[Records excerpted from a collection]

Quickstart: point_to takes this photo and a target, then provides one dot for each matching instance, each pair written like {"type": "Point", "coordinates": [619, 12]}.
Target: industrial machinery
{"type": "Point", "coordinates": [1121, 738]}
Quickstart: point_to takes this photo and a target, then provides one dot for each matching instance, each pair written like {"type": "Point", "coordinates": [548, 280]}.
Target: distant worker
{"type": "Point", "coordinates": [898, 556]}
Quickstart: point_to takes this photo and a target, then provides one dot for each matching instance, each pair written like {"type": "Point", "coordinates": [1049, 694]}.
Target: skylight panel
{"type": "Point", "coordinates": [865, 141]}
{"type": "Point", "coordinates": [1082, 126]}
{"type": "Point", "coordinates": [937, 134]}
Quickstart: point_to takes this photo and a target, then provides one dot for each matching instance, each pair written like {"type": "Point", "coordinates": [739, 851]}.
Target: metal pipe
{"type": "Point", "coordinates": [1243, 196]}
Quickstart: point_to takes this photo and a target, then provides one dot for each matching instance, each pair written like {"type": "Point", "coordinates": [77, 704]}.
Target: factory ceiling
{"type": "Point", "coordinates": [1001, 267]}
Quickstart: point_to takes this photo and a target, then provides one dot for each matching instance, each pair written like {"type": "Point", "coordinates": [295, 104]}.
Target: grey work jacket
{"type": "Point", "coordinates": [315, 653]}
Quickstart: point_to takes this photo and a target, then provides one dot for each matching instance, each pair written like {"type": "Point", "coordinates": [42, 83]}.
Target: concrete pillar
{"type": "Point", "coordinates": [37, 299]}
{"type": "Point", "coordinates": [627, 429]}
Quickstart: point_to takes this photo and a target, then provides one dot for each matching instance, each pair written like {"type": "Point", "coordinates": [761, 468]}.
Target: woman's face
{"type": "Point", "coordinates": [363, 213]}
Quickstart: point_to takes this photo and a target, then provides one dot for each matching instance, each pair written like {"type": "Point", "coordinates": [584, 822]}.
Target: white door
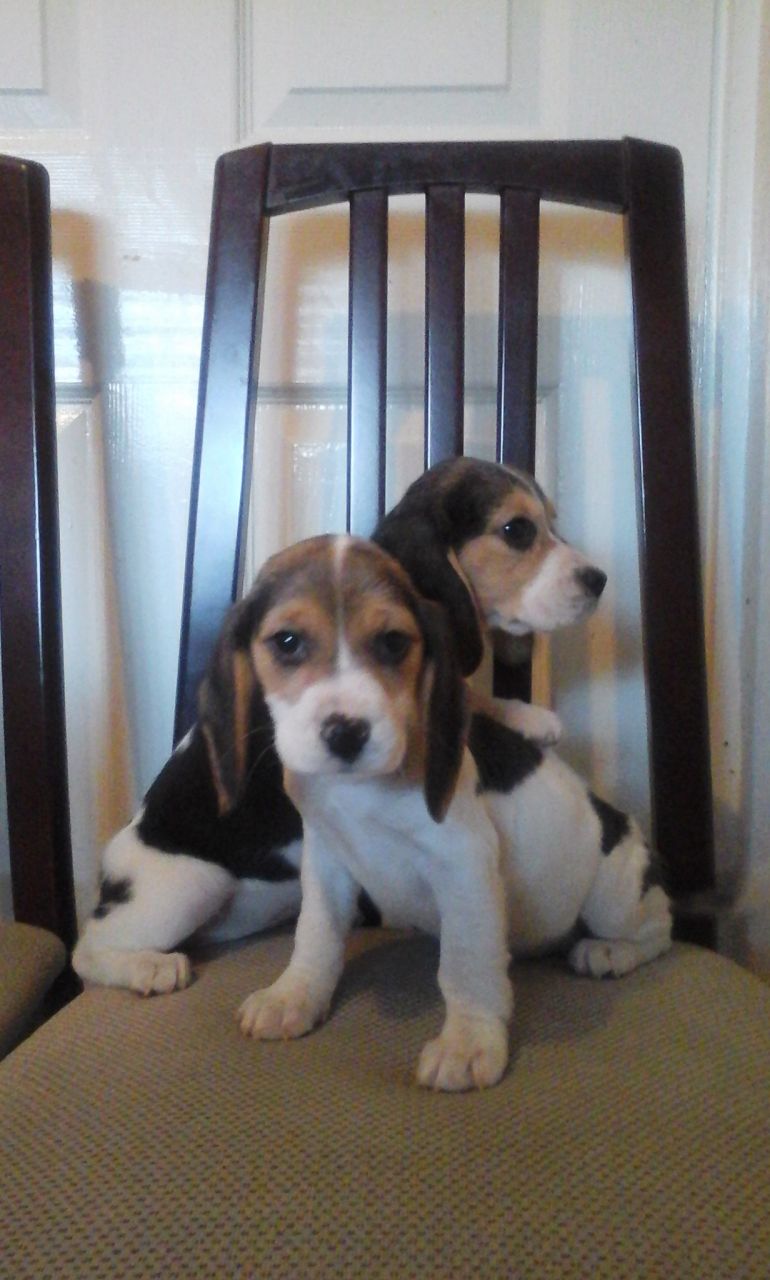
{"type": "Point", "coordinates": [128, 105]}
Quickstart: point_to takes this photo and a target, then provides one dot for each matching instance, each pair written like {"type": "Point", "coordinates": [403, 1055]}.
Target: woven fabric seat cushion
{"type": "Point", "coordinates": [31, 960]}
{"type": "Point", "coordinates": [631, 1136]}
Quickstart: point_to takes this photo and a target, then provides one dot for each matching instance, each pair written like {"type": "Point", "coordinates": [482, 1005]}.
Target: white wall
{"type": "Point", "coordinates": [129, 104]}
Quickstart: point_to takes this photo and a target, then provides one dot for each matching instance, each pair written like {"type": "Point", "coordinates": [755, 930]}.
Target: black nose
{"type": "Point", "coordinates": [594, 580]}
{"type": "Point", "coordinates": [345, 737]}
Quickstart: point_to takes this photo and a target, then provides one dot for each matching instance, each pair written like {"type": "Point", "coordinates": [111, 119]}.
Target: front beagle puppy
{"type": "Point", "coordinates": [367, 700]}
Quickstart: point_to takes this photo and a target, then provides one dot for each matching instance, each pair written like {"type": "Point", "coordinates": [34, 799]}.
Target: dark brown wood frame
{"type": "Point", "coordinates": [30, 581]}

* Given instruction
Tally the lines in the records above that contain the word "white". Reply with the count alone.

* Answer
2